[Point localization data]

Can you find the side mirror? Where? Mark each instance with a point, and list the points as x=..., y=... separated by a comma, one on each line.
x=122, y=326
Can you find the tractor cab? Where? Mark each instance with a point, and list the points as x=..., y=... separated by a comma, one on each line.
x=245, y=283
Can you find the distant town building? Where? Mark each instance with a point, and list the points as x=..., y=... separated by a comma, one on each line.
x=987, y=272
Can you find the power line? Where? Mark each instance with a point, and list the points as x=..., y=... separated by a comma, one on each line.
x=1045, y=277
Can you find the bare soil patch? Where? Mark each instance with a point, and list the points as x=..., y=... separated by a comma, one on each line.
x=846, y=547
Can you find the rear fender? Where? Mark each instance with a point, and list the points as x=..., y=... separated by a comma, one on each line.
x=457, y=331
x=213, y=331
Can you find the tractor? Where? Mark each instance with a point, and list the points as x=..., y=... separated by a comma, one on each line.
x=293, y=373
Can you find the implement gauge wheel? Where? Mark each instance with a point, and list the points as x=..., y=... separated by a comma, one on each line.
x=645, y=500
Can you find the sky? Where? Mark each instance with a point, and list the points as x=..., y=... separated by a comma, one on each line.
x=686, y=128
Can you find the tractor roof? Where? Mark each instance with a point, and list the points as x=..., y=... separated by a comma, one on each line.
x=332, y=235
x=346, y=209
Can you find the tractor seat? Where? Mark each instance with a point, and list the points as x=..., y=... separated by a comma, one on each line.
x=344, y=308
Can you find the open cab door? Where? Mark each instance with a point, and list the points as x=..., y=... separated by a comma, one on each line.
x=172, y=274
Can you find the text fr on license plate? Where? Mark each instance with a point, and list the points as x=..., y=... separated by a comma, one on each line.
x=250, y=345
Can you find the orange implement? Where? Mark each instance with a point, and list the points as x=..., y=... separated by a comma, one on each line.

PROBLEM DETAILS:
Respond with the exact lines running from the one that contains "Can you find the tractor?" through the last line of the data above, and no other lines.

RESPONSE AREA:
Can you find the tractor? Where? Mark each instance with a point, and list the points as x=..., y=... separated by a comma, one on each line.
x=293, y=373
Can you find the implement gauge wheel? Where? Mark each instance with a point, and list the points as x=..., y=... separated by a comma, one on each line.
x=645, y=500
Can you find the sky? Where? Mark each instance with a point, and list the points as x=..., y=... separated by a comma, one on each line.
x=686, y=128
Can you find the tractor roof? Where? Mark each instance with a point, and list the points as x=..., y=... separated by a comma, one on each line.
x=332, y=235
x=346, y=209
Can you find the tractor seat? Where? Mark each instance with a point, and list the points as x=..., y=... separated by a comma, one on each line.
x=344, y=308
Can you find the open cab door? Where? Mark each instance with a point, and list the points as x=..., y=... separated by a comma, one on each line.
x=172, y=274
Can you find the text fr on license plate? Where? Mark each instance with a point, and list the points as x=..., y=... separated by a comma, one on each line.
x=250, y=345
Can you find the orange implement? Where? Mark each instance with a point, and list the points as x=..., y=... separated by a comma, one on each line.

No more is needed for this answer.